Task directions ::
Every record that follows must be duplicated exactly, with images left out.

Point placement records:
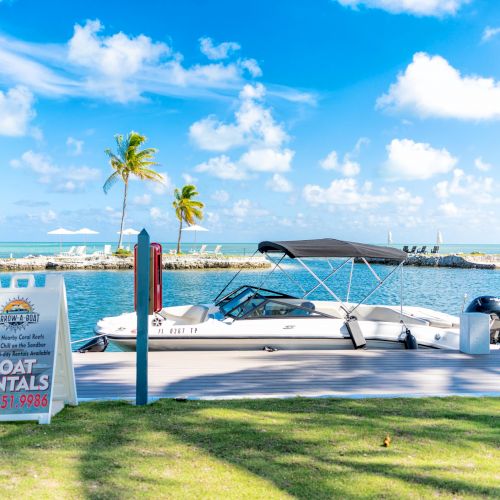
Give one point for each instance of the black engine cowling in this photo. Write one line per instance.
(491, 306)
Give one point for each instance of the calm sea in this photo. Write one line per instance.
(22, 249)
(95, 294)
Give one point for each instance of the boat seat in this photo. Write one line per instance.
(192, 316)
(354, 330)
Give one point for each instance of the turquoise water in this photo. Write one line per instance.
(95, 294)
(54, 247)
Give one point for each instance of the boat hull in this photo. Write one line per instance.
(250, 344)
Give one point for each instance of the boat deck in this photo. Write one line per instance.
(259, 374)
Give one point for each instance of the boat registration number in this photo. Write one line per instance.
(180, 331)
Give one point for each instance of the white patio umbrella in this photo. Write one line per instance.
(86, 231)
(129, 232)
(60, 231)
(439, 238)
(196, 228)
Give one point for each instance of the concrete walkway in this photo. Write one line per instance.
(258, 374)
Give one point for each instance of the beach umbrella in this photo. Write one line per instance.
(129, 232)
(86, 230)
(60, 231)
(196, 228)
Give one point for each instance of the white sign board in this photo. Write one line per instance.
(36, 365)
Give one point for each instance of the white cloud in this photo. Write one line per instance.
(16, 111)
(347, 192)
(449, 209)
(280, 184)
(60, 179)
(252, 66)
(431, 87)
(267, 160)
(158, 216)
(348, 167)
(222, 167)
(254, 127)
(215, 52)
(114, 59)
(189, 179)
(212, 135)
(220, 196)
(144, 199)
(244, 208)
(477, 190)
(416, 160)
(75, 146)
(122, 68)
(437, 8)
(160, 187)
(253, 124)
(480, 164)
(489, 33)
(82, 174)
(48, 216)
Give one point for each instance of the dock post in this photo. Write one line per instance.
(143, 258)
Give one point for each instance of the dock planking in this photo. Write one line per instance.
(280, 374)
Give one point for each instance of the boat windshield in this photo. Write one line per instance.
(237, 303)
(241, 302)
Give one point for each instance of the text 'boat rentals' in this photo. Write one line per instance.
(254, 317)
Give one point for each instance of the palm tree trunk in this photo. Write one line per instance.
(123, 215)
(179, 237)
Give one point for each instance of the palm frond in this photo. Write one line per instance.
(110, 181)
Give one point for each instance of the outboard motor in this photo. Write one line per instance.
(410, 341)
(97, 344)
(491, 306)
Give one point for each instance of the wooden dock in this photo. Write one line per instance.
(260, 374)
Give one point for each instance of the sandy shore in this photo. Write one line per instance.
(186, 262)
(461, 261)
(127, 263)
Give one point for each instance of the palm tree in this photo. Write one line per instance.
(186, 209)
(129, 160)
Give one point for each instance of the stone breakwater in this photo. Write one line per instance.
(461, 261)
(180, 262)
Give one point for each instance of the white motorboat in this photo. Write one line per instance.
(253, 317)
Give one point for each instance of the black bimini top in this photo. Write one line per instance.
(328, 247)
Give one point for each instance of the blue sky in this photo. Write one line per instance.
(333, 118)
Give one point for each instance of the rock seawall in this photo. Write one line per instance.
(460, 261)
(181, 262)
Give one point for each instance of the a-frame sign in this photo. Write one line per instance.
(36, 366)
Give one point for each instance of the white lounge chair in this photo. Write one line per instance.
(202, 251)
(103, 253)
(217, 250)
(81, 251)
(69, 253)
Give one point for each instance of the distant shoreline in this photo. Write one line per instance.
(170, 262)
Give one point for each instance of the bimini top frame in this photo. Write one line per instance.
(332, 248)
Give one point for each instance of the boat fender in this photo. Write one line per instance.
(97, 344)
(410, 340)
(268, 348)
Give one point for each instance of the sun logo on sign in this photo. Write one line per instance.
(17, 314)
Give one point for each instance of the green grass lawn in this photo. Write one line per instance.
(304, 448)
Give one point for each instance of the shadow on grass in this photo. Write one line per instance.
(306, 448)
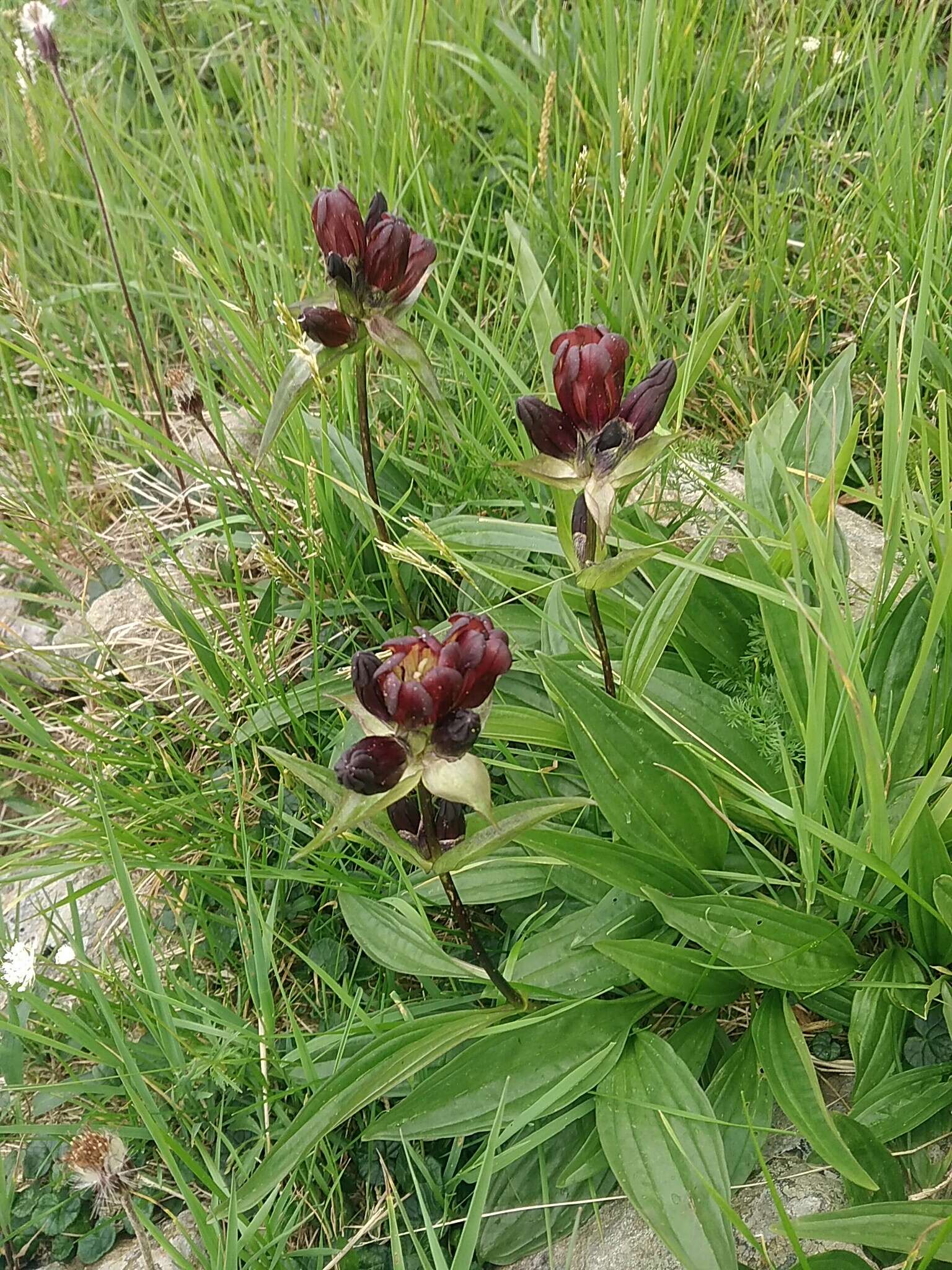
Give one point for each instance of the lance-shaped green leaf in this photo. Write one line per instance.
(615, 569)
(534, 1055)
(385, 1064)
(790, 1070)
(685, 974)
(511, 824)
(658, 1132)
(397, 936)
(876, 1024)
(653, 791)
(400, 345)
(296, 386)
(772, 945)
(897, 1227)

Exercise response ::
Give one point for each instance of the black engine cowling in this photo. Write one line per instance.
(491, 306)
Give one point for each instance of the calm sea in this photo. Write one line per instance.
(22, 249)
(95, 294)
Give one point for each instance of the boat seat in this photo. Write one line per instance.
(192, 316)
(354, 330)
Give one point for each instance of the turquoise water in this photo. Write one line per instance.
(95, 294)
(54, 247)
Give one point for each instance of the boat hull in this photo. Write one line per instance.
(250, 344)
Give one point for each instance of the boat deck in this photo. Write one line per instance.
(259, 374)
Give one point for each instance of the boat registration number in this photo. Write one line per instance.
(180, 331)
Give one point for each instance of the white patio umbrella in this photo. Write one line per instance.
(86, 231)
(129, 232)
(60, 231)
(439, 238)
(196, 228)
Give one point for each instance of the concrete walkway in this photo. Write one line per instance.
(258, 374)
Give one point for each instance of the beach umbrella in this photo. Write one line per instance.
(129, 232)
(86, 230)
(60, 231)
(196, 228)
Give one point for each instance of the white sign board in this photo. Write one line per instance.
(36, 365)
Give one point for each instance of the white cloud in this photo. Write one line per instance.
(16, 111)
(347, 192)
(449, 209)
(280, 184)
(60, 179)
(252, 66)
(431, 87)
(267, 160)
(158, 216)
(348, 167)
(222, 167)
(254, 127)
(215, 52)
(114, 59)
(189, 179)
(212, 135)
(220, 196)
(144, 199)
(244, 208)
(477, 190)
(416, 160)
(75, 146)
(122, 68)
(437, 8)
(160, 187)
(253, 124)
(480, 164)
(489, 33)
(82, 174)
(48, 216)
Give one point for each instance of the dock post in this photo. Write one line per instance.
(143, 258)
Give one point for each instance of the dock planking in this photo. Write one line per instance.
(280, 374)
Give one point for each instance of the boat windshield in this photo. Write one line per instance.
(237, 303)
(241, 302)
Give one point for each instance of the text 'boat rentals' in this photo. Write one line per instance.
(254, 317)
Give one point for each instance of the palm tree trunk in this photo. Write one line per instance.
(123, 215)
(179, 237)
Give one point for each instance of the palm frond in this photo. Write one line per instance.
(110, 181)
Give one point for each instance of the outboard motor in this photo. Write one line per instance.
(410, 341)
(97, 344)
(491, 306)
Give one point for each instance of the wooden dock in this photo. Write one line per instance.
(260, 374)
Give one point for each instance of the sandy shore in this photo. Write one line per instance.
(186, 262)
(461, 261)
(127, 263)
Give one point for each instance of the palm tree in this photo. Write one line per instance.
(186, 209)
(129, 160)
Give one point for each instance of the stone breakwater in this photo. Write one line per instance.
(461, 261)
(180, 262)
Give one point for each instance of the white motorboat in this photo. Write one line per instance.
(253, 317)
Give one point for each instance of the black bimini top in this photo. Write one line per instance.
(328, 247)
Give one point for each instance of the blue sky in this photo. Write one line per instance.
(333, 118)
Give one point for each instance of the rock seawall in this photo. Write one line per instance.
(460, 261)
(181, 262)
Give one point for each instance of the a-frame sign in this photo. Write one line per instance.
(36, 366)
Give one point for each instance of the white lounge chair in this photo. Write one line per instance.
(202, 251)
(103, 253)
(217, 250)
(81, 251)
(69, 253)
Give one point for each instance of the distant shoreline in this photo. Write one line per instance.
(170, 262)
Give one point for each instance of the bimini top frame in this photo. Write one line per instance.
(332, 248)
Give one point for each instance of the boat fender in this photo. Write one line per instance.
(97, 344)
(410, 340)
(268, 348)
Give one point for each instance of the sun logo on sign in this photo. Write one line per instance.
(17, 314)
Give one point for each instance of the green grass lawn in this photo. Write one line per instance.
(304, 448)
Give one point for each instance of the shadow on grass in this photo. Write one line per instance.
(306, 448)
Give one point for each instance of the lance-shaped green leaf in this photo. Write one line per instance.
(615, 569)
(534, 1055)
(385, 1064)
(790, 1070)
(685, 974)
(511, 824)
(658, 1132)
(397, 936)
(876, 1024)
(653, 791)
(400, 345)
(296, 386)
(772, 945)
(897, 1227)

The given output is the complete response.